**What you need to do:**
A - Echo the passage of the article about Melissa Fay Greene's dog book, starting with "After 35 years" and going on through "Jewish Community Center.".
B - Locate every line in the records that contains the string "road" and copy each one. Treat matching as case-sensitive.

**Selected text:**

Author Greene Happily Goes to the Dogs

Author Greene Happily Goes to the Dogs

Marcia Caller Jaffe

After 35 years with the Atlanta newspapers, Marcia currently serves as Retail VP for the Buckhead Business Association, where she delivers news and trends (laced with a little gossip).

Author Melissa Fay Greene has three rescue dogs at home.
Author Melissa Fay Greene has three rescue dogs at home.

Award-winning Atlanta author Melissa Fay Greene’s new book, “The Underdogs: Children, Dogs, and the Power of Unconditional Love,” is a celebration of dogs and the lifesaving joy they bring to children and families struggling with disabilities, isolation and despair.

Published May 17, the book is the subject of Greene’s appearance Thursday night, May 19, at the Marcus Jewish Community Center.

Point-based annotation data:
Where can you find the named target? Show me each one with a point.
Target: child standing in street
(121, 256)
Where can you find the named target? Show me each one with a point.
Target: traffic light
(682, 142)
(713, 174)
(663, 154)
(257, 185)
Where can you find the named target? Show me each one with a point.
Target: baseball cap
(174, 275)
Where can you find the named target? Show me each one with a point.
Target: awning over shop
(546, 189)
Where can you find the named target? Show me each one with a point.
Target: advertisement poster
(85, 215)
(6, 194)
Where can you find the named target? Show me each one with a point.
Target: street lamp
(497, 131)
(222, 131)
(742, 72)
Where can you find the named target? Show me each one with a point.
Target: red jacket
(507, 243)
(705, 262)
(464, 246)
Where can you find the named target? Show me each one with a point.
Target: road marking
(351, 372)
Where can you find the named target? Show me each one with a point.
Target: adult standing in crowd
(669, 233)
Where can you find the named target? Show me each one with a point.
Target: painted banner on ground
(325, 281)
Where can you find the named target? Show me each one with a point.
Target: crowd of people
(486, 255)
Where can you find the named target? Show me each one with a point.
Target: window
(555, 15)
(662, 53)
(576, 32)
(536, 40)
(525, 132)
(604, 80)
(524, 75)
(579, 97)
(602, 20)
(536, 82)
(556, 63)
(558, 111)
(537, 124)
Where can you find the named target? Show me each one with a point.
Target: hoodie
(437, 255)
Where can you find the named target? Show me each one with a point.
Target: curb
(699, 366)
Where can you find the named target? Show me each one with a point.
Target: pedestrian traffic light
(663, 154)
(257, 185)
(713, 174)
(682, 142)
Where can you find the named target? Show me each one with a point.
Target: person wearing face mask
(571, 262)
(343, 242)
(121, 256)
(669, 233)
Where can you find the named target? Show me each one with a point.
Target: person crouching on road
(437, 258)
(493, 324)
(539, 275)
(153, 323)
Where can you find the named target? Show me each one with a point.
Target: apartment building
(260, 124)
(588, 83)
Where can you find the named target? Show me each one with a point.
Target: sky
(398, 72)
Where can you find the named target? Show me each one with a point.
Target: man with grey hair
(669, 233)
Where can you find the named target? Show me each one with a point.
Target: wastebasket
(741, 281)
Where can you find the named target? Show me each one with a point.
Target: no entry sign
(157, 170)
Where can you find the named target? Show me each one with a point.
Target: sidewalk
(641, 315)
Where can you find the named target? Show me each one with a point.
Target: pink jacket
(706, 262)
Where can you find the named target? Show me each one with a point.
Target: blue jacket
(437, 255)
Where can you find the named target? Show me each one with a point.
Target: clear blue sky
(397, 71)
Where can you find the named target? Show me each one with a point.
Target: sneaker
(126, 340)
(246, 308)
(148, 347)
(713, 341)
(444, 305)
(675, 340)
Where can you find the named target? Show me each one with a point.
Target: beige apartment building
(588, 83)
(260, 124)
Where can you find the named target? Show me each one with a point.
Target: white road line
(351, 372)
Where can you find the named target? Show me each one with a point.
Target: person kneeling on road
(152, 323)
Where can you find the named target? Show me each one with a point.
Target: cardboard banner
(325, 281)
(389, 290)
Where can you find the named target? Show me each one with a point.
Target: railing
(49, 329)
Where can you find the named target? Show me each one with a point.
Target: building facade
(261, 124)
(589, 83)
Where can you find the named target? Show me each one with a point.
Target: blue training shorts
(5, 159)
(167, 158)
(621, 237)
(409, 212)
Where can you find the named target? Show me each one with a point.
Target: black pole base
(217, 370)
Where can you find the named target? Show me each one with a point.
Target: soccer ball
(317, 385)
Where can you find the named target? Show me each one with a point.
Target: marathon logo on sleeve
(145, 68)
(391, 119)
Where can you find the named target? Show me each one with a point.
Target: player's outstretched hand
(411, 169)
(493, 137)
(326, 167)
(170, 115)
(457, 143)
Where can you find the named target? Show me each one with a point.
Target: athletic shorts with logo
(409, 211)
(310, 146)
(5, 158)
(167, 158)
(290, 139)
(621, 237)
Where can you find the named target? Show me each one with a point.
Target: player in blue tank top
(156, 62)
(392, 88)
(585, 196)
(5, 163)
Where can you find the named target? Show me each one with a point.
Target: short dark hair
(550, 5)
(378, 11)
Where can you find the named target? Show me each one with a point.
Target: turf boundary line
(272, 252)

**List of solutions:**
A -
After 35 years with the Atlanta newspapers, Marcia currently serves as Retail VP for the Buckhead Business Association, where she delivers news and trends (laced with a little gossip).

Author Melissa Fay Greene has three rescue dogs at home.
Author Melissa Fay Greene has three rescue dogs at home.

Award-winning Atlanta author Melissa Fay Greene’s new book, “The Underdogs: Children, Dogs, and the Power of Unconditional Love,” is a celebration of dogs and the lifesaving joy they bring to children and families struggling with disabilities, isolation and despair.

Published May 17, the book is the subject of Greene’s appearance Thursday night, May 19, at the Marcus Jewish Community Center.

B -
Target: road marking
Target: person crouching on road
Target: white road line
Target: person kneeling on road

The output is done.